Objective 1 -
Extract every line of the rows that contains the string "water", treating uppercase and lowercase as distinct.

Extract provided -
-------------------------
Another interviewee, who later emerged as a New Power Party councilor in Miaoli County, candidly revealed his anxiety about their future options. He was highly conscious of his “advantage of being young,” which would “expire” once he turned thirty years in a few years. He claimed not to have a “special proclivity for political cleanliness,” and he would be fine with any political party affiliation as long as it was not the KMT or its allies.9 In short, a political career emerged as a suitable choice because other alternatives were seen as less rewarding. Moreover, the boundaries between the established DPP and other newly formed outfits often were fluid. Young aspirants chose their party affiliation largely for personal reasons, even changed party membership as the need suited them.

The World of Political Positions

Institutional politics covers a wide-ranging array of positions, which include being hired by politicians, appointed by ministerial or local executives, or elected by popular vote. Aides or secretary positions are entry-level jobs that typically do not require specialized skills and, therefore, were attractive options for Taiwanese activists who lacked credentials but were keen to be involved in politics. Several interviewees, for example, revealed that at least ten Sunflower activists were directly involved with Ing-wen’s presidential campaign in 2016. In the new legislature that first sat in February 2016, around a dozen Sunflower activists worked as aides to DPP lawmakers. After the inauguration of the DPP presidency, former student activists also found their way to jobs in the Executive Yuan, the Presidential Office, and the National Security Council, arguably the pinnacle of the state apparatus.

Although secretary positions are the most readily available option for former protest movement participants looking to enter institutional politics, appointed jobs with decisionmaking power were hard to come by because most Sunflower activists were too young (mid-20s to mid-30s in 2016) to have the necessary professional credentials. The few exceptions included two young activists who became the department heads in the DPP’s national headquarters before launching their electoral campaigns, as well as one activist who briefly served as the director of the Changhua County Cultural Affairs Bureau.

Sunflower activists who entered party politics often described themselves as “political workers,” and they have been willing to share the firsthand experiences of their new careers.10 Nevertheless, there was a clear hierarchy of desired political positions, with elected public offices at the top of their revealed preferences. Similar to the cultural penchant for entrepreneurship in the world of small business, many activists interviewed for this study saw elected positions as truly working for themselves—a status marker for bona fide politicians—whereas secretarial jobs meant only a temporary stint working under supervisors.
-------------------------
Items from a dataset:
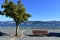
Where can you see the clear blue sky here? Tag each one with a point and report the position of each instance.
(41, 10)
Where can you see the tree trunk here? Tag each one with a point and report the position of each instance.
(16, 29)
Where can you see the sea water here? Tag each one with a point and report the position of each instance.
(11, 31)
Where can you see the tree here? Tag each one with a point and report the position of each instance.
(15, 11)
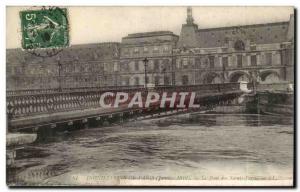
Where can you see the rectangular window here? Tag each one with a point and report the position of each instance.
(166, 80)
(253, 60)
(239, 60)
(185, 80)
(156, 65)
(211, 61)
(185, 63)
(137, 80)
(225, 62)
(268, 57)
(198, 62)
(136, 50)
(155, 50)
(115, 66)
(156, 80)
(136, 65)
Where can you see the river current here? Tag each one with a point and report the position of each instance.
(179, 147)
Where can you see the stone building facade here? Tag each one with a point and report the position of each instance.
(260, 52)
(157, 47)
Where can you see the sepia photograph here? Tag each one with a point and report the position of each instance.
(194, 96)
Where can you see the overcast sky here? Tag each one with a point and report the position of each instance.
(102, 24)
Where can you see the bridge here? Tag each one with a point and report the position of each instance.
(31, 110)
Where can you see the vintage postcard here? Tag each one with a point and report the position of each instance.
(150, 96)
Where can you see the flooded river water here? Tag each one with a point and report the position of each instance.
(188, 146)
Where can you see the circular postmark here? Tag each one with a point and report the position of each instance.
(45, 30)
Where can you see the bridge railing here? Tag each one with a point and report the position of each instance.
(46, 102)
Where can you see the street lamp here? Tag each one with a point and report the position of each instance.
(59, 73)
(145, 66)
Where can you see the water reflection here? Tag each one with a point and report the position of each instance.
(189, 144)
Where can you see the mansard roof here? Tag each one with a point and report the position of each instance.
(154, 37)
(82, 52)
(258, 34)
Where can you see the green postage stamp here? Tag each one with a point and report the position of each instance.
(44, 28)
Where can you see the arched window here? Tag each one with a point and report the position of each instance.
-------------------------
Objective 2 -
In the passage on Sunflower activists, how many of them worked as aides to DPP lawmakers in the legislature that first sat in February 2016?

Exercise response 1 -
Where can you see the sea water here? Tag each one with a point and report the position of each instance.
Where can you see the flooded river water here? Tag each one with a point and report the position of each instance.
Where can you see the water reflection here? Tag each one with a point and report the position of each instance.

Exercise response 2 -
Around a dozen.